EXERCISE PROMPT:
Render the records below, from the line with "Mark every instance" through the line with "[(864, 591), (124, 500), (207, 406)]", as a Markdown table with the columns Row and Line, giving each line a row number and leaving out blank lines.

──────── INFORMATION SUPPLIED ────────

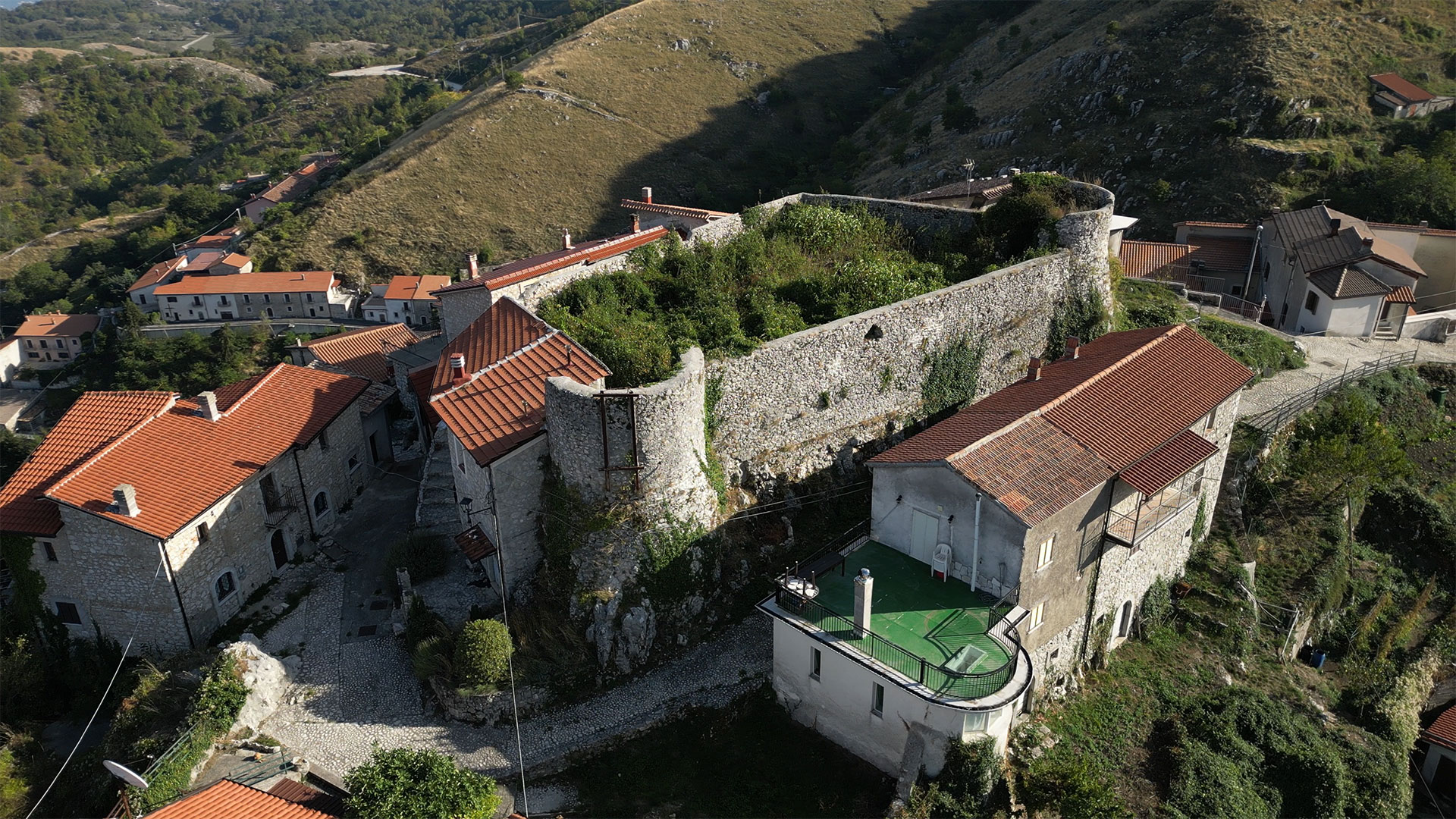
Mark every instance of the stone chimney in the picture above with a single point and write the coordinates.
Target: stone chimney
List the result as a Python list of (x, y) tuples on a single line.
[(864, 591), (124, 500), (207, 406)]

────────
──────── INFORMATION SUPPLIED ────────

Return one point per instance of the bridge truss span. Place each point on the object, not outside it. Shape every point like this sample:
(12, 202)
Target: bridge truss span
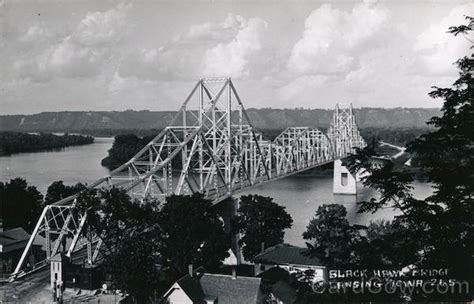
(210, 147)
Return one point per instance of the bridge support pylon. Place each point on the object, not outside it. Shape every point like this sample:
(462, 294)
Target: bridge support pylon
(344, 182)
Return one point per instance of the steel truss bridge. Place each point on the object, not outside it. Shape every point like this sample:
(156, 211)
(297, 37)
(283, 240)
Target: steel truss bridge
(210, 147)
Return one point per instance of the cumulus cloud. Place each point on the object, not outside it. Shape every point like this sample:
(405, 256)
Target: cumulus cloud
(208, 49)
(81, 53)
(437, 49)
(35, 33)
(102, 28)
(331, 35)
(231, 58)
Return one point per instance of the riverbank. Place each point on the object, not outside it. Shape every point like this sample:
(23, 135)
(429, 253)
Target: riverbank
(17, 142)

────────

OUTPUT OF THE EXERCISE:
| Row | Line |
|---|---|
| 1 | Mark every instance of the stone chimney in the picture above with a single point and write the coordinates. |
| 2 | Target: stone chimney |
| 3 | List the result as a Python list of (x, y) tuples on a single line. |
| 4 | [(864, 591), (124, 500), (207, 406)] |